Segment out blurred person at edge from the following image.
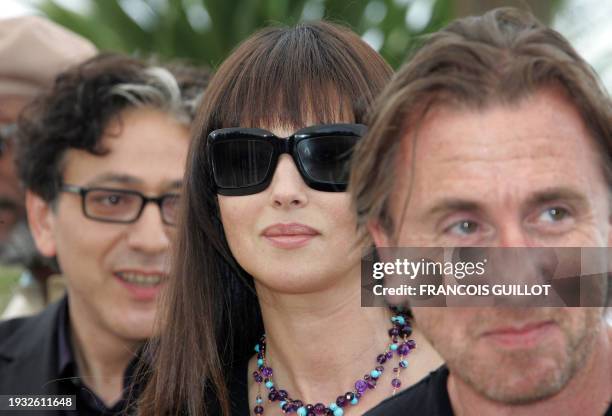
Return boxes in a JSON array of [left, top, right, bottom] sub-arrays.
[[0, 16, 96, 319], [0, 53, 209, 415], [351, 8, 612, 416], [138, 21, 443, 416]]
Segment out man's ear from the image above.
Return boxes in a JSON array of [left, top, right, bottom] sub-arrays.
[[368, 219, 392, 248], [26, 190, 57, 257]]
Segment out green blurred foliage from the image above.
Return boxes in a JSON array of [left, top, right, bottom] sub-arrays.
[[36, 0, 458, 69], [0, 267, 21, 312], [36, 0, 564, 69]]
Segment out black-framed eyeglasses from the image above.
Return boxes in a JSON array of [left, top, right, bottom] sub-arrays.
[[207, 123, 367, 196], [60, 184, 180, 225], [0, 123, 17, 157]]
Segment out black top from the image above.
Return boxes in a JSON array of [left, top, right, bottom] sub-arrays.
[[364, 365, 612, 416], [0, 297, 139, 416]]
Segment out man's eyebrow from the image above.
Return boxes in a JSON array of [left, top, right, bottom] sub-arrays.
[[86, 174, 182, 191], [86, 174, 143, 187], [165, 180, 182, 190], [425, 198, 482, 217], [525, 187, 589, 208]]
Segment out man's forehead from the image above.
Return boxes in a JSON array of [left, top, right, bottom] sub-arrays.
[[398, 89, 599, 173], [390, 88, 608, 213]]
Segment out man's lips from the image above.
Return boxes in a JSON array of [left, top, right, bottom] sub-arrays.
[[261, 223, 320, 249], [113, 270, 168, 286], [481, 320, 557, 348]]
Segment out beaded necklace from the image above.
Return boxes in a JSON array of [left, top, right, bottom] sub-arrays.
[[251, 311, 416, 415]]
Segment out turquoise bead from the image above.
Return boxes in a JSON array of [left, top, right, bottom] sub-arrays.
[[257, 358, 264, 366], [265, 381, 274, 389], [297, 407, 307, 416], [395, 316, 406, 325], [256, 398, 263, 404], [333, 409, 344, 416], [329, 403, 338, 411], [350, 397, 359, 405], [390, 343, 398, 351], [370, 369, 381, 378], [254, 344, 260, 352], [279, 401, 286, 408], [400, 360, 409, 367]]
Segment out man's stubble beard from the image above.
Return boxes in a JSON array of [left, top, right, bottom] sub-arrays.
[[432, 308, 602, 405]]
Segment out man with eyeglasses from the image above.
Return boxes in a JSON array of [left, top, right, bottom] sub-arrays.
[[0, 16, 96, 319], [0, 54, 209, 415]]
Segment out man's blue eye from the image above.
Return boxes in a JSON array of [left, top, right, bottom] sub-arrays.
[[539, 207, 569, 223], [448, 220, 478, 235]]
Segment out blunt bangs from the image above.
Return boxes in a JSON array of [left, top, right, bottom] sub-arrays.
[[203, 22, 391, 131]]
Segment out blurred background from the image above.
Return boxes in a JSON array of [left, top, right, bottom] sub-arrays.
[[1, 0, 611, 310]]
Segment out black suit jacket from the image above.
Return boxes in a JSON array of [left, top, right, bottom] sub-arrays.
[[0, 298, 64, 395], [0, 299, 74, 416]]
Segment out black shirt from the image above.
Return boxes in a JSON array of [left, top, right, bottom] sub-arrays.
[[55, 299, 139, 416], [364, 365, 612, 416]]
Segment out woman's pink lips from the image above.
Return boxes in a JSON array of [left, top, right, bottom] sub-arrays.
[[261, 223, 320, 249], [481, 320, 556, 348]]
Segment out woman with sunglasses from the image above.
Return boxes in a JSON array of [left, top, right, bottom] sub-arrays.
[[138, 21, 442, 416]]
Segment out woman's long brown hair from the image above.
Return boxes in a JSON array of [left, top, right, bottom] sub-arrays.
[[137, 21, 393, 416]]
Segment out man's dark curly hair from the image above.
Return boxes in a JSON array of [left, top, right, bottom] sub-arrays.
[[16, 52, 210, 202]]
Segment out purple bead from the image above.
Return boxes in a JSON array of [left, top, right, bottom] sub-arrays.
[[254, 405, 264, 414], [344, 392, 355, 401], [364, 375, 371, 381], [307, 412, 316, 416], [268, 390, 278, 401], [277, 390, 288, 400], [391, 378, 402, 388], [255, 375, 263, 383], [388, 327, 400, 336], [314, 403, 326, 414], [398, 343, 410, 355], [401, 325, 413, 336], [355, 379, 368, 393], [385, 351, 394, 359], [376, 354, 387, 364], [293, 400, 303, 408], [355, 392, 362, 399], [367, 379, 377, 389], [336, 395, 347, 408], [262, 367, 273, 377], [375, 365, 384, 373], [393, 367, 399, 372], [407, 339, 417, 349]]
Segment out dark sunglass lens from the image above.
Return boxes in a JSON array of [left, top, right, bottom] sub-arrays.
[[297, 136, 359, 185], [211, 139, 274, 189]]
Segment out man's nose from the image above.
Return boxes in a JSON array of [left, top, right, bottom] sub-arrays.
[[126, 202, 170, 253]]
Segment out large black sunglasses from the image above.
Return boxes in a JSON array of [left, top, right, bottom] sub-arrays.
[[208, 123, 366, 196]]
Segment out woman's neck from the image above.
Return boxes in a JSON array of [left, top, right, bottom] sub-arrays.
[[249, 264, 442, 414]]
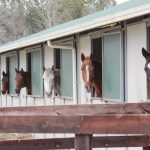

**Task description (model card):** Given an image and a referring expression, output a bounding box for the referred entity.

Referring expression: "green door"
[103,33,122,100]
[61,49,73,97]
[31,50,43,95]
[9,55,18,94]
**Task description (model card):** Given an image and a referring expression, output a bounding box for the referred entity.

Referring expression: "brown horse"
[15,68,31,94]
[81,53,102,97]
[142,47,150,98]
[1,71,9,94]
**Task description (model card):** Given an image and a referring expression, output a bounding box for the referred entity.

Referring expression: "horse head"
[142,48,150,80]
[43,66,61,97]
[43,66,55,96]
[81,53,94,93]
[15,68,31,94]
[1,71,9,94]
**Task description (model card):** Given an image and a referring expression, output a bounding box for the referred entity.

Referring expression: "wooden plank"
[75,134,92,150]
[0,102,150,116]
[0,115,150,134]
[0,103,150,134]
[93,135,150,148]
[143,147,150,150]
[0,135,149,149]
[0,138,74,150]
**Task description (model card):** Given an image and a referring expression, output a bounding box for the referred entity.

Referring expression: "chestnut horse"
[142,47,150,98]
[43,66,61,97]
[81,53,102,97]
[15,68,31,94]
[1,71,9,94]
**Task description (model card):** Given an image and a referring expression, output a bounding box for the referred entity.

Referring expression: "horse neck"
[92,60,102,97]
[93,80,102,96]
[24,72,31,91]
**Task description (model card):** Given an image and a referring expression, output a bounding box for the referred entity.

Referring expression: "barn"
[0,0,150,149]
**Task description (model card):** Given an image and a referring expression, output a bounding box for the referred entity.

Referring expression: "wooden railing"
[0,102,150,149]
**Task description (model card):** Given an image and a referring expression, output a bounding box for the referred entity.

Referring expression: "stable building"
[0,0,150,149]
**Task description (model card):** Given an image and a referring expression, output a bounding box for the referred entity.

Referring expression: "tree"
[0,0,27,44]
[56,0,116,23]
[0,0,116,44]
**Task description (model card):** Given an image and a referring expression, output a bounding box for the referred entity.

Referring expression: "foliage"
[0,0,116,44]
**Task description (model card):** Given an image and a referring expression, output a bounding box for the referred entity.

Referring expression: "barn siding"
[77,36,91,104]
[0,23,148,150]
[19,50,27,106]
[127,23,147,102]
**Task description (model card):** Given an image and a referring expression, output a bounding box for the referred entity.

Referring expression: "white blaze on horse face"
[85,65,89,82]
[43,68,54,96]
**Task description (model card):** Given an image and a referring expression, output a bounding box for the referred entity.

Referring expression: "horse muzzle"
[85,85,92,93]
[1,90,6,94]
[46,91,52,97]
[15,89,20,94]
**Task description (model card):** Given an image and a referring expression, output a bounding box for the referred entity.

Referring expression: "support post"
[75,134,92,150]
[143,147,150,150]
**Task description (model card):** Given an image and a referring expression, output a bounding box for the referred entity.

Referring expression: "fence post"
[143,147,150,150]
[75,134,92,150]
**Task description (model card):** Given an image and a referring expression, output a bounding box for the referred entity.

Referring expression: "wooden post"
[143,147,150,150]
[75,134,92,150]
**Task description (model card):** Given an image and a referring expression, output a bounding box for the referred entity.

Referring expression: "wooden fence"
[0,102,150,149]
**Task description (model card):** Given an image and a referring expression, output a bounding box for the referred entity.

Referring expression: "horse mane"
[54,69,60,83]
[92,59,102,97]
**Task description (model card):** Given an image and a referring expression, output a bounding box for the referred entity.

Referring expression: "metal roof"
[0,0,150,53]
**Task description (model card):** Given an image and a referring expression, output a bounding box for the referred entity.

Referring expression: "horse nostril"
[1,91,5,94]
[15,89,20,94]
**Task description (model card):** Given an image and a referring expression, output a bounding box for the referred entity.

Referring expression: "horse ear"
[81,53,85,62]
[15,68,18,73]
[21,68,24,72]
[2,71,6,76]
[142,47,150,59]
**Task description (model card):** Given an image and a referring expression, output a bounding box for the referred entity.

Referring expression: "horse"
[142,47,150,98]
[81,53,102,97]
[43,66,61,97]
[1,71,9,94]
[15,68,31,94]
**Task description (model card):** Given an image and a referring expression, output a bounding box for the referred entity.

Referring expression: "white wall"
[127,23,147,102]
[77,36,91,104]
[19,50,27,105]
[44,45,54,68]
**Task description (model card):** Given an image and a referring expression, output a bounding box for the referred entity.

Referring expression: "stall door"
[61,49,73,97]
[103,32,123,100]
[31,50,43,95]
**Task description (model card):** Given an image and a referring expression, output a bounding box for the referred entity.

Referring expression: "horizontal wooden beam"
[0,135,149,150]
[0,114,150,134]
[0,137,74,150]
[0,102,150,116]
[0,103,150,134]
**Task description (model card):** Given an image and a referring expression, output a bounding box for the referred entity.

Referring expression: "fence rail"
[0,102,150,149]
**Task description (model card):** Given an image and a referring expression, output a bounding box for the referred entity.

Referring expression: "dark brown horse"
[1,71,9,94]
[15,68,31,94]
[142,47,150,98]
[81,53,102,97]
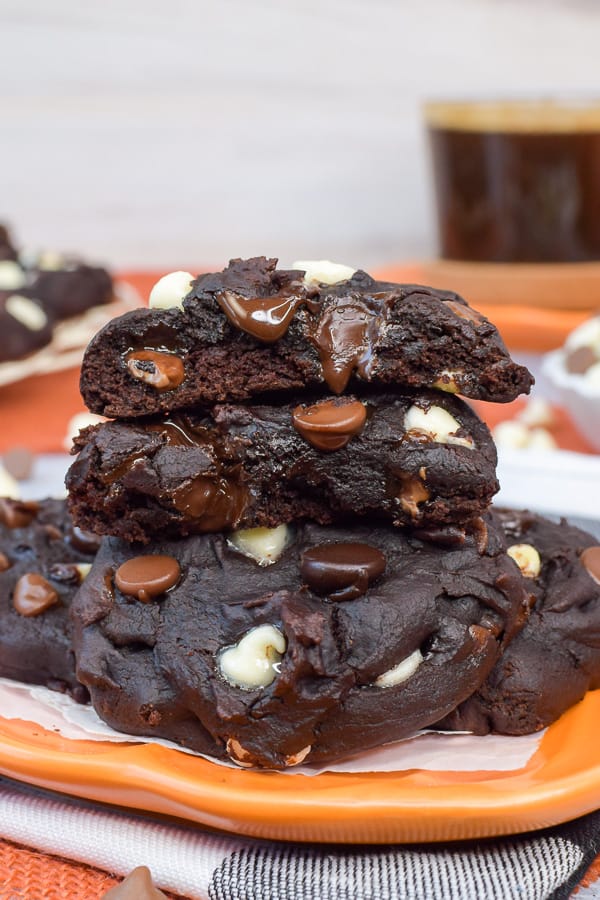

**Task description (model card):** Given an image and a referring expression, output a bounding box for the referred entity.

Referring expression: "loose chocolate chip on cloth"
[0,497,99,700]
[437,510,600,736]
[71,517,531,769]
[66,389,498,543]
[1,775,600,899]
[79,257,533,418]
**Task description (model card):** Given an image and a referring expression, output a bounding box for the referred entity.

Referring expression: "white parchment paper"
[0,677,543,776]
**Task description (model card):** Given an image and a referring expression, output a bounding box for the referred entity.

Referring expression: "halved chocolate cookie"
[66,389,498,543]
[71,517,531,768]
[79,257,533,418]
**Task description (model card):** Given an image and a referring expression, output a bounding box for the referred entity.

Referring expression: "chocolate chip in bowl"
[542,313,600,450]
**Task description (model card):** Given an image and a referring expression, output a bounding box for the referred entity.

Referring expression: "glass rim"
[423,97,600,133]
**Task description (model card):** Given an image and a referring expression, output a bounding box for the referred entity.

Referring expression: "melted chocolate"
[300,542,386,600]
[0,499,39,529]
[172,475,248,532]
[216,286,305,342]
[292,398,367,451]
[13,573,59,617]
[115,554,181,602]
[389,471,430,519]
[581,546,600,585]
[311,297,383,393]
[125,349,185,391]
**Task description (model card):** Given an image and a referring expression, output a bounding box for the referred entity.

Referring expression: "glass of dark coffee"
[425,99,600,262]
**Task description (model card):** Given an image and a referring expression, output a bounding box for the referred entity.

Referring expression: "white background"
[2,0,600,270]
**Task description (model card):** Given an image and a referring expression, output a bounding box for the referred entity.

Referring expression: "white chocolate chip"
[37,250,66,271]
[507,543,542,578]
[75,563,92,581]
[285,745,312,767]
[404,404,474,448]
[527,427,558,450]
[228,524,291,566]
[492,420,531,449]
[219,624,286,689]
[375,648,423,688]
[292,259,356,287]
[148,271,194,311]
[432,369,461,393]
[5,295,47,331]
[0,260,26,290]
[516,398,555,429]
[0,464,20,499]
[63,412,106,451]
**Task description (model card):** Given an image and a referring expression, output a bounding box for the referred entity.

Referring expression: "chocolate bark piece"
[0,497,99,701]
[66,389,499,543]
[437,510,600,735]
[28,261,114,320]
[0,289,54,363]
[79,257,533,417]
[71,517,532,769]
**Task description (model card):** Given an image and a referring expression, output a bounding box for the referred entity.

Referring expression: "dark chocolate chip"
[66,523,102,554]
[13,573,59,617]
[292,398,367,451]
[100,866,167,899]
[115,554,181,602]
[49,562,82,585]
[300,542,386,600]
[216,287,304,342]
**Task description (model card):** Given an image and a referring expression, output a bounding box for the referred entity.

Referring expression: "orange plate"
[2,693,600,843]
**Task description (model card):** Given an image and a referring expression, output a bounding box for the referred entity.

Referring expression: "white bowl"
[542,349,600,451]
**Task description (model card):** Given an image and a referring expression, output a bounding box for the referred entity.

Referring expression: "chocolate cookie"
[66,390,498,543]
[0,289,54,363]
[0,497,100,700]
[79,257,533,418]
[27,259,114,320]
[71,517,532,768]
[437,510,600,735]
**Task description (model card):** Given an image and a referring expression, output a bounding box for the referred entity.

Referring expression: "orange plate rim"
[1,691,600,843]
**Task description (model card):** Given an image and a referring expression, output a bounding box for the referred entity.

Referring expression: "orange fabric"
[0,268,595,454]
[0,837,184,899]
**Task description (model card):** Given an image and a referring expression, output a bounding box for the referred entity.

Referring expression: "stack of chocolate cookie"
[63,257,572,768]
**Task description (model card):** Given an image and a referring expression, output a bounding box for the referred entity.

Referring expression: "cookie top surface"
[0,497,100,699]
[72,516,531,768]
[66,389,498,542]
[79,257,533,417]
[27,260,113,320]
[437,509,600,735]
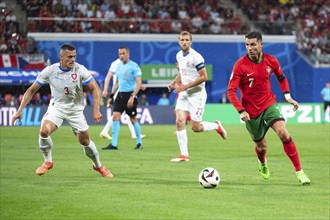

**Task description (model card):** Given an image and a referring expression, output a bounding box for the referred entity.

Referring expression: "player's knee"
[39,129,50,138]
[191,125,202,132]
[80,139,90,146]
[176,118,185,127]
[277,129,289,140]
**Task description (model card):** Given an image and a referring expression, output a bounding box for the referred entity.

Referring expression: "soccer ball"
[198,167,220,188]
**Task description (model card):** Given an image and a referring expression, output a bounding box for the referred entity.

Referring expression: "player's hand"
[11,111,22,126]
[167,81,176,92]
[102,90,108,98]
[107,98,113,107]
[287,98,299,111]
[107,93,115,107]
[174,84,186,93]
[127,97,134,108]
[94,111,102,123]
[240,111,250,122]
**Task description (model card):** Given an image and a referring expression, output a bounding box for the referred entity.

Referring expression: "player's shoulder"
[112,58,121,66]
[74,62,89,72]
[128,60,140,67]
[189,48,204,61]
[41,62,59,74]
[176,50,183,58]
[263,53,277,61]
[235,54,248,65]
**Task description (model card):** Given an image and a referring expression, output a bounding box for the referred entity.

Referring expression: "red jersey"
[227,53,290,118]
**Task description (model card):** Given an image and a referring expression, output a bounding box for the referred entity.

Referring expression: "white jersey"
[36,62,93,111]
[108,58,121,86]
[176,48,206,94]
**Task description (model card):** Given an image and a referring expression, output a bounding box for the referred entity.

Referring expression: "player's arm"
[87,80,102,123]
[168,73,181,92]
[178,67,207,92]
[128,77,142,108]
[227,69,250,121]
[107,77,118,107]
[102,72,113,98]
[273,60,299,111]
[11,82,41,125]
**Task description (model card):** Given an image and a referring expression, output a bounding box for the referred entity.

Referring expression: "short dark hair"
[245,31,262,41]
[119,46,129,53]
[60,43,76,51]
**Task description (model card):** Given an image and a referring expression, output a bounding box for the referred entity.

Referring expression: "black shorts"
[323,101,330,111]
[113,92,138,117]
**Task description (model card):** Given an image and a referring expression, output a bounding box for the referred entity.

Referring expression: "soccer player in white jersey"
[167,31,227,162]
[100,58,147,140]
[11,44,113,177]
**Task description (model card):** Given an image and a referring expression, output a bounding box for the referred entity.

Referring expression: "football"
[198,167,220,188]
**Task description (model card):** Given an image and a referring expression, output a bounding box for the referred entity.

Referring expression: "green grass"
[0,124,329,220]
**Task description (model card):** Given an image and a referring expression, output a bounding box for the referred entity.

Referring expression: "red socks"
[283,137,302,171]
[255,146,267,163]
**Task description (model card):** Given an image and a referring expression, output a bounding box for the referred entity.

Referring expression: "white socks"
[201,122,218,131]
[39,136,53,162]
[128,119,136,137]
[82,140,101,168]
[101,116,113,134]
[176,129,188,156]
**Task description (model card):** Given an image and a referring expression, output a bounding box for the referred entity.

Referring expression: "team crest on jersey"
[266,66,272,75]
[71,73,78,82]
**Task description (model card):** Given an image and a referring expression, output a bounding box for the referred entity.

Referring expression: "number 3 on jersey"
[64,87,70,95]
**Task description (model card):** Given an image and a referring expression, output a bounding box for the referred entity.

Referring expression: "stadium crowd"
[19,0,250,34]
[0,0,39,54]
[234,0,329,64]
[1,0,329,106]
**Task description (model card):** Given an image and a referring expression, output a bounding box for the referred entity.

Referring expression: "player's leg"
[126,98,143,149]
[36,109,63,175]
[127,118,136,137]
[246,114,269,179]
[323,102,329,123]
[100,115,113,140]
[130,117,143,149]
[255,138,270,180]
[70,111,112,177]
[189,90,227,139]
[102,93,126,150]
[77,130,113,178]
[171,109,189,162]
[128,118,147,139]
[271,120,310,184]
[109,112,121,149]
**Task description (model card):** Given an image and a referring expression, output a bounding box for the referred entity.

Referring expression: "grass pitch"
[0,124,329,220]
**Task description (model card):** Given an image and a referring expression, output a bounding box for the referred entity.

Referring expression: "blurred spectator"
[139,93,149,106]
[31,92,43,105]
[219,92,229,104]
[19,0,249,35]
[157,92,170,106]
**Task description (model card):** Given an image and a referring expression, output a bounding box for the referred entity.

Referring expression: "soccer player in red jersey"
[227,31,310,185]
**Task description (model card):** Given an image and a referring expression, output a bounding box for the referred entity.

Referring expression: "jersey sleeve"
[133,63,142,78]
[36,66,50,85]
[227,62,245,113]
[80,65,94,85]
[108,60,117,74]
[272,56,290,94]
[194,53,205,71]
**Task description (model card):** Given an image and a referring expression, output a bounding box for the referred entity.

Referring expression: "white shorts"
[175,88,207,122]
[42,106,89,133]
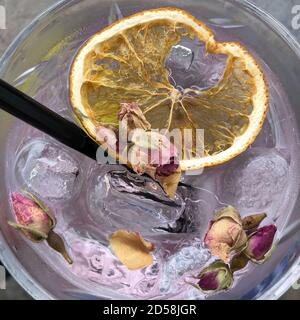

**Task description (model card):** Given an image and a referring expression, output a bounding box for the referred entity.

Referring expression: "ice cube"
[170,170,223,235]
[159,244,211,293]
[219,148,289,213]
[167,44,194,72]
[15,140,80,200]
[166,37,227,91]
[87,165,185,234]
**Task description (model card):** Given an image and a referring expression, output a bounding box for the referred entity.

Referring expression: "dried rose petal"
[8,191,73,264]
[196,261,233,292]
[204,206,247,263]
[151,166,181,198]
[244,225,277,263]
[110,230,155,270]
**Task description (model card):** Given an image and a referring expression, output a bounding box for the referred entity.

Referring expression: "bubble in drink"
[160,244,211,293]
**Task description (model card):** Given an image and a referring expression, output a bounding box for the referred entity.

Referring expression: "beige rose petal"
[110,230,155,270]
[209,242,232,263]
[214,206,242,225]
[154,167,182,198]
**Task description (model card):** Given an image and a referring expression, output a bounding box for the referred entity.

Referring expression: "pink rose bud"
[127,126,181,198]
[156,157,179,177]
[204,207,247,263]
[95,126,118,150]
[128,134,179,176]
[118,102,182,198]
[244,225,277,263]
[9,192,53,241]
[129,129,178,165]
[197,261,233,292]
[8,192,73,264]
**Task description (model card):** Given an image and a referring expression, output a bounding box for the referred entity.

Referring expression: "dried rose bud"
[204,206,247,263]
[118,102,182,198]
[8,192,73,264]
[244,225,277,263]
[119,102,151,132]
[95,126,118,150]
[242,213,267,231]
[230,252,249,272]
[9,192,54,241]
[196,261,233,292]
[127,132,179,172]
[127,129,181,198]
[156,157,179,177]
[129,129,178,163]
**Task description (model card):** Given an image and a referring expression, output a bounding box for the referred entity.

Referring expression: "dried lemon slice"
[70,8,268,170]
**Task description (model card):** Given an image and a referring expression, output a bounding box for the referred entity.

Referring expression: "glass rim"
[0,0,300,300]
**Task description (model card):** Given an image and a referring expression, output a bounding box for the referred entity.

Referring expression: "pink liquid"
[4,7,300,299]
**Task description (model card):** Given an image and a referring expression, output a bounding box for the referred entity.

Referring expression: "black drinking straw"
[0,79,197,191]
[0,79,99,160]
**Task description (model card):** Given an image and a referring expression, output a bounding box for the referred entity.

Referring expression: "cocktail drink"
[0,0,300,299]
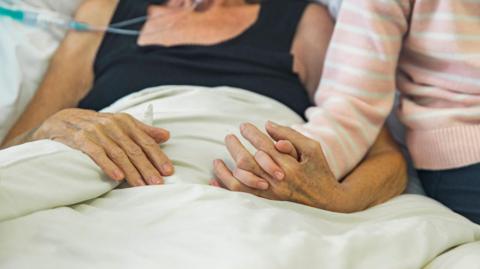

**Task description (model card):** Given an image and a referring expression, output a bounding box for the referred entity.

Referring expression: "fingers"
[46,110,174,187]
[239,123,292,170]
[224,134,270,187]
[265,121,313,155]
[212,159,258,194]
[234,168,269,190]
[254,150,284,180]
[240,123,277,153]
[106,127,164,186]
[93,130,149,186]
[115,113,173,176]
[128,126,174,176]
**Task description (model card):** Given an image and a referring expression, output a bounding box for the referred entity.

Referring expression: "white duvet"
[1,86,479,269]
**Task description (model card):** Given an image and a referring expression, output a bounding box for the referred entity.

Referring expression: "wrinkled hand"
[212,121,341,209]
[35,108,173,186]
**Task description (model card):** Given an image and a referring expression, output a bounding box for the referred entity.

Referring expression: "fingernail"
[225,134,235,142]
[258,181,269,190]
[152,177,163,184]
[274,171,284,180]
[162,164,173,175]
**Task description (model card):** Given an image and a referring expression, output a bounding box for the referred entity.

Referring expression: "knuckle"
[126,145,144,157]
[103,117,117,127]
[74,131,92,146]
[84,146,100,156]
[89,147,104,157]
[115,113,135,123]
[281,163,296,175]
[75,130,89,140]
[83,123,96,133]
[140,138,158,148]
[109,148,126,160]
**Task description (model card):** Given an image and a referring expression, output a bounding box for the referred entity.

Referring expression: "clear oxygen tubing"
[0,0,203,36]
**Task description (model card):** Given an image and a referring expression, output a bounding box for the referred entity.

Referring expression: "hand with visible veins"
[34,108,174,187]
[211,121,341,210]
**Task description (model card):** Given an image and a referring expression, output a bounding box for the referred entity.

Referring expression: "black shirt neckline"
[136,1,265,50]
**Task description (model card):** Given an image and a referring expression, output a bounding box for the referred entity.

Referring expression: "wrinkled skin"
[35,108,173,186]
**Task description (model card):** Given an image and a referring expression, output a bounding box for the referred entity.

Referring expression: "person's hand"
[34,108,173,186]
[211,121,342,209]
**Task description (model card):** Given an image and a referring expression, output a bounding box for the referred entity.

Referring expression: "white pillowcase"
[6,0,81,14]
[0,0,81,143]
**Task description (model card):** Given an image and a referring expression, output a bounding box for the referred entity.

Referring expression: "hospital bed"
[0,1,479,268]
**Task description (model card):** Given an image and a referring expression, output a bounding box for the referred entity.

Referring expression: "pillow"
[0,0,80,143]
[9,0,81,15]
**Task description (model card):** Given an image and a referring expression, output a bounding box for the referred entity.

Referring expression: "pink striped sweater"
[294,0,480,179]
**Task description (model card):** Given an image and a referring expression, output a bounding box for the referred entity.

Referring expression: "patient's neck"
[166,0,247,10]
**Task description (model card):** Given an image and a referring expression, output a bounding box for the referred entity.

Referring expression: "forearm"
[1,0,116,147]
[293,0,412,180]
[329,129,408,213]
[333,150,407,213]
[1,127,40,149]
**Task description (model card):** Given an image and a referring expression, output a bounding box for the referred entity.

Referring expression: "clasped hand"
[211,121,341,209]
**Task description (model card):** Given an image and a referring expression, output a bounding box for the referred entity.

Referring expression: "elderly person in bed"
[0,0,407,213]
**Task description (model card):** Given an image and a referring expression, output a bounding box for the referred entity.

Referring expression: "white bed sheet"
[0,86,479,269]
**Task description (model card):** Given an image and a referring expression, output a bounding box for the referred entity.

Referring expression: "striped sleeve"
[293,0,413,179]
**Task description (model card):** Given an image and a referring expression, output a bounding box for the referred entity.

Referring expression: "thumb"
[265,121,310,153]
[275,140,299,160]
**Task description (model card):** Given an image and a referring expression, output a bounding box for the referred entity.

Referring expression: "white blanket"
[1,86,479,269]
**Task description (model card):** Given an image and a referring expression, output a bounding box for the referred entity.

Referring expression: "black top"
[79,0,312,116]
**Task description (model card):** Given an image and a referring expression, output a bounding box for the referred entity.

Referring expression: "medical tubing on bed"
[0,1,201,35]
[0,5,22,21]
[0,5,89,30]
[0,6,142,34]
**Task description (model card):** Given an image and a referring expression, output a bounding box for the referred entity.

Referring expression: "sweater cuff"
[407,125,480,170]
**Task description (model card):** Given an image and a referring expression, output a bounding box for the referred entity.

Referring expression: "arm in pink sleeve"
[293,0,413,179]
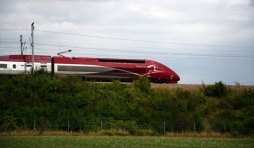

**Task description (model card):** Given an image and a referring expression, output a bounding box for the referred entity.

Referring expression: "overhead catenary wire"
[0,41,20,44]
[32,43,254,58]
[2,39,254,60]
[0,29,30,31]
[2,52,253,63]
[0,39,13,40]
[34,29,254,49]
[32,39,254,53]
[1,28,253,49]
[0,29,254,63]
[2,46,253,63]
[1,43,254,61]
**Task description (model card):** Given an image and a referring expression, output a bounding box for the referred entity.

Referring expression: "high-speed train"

--- Prompt ---
With "sunglasses" as the string to find, copy every line of the records that holds it.

--- Response to the exercise ---
Segment out woman with sunglasses from the image above.
Segment out large black sunglasses from the image above.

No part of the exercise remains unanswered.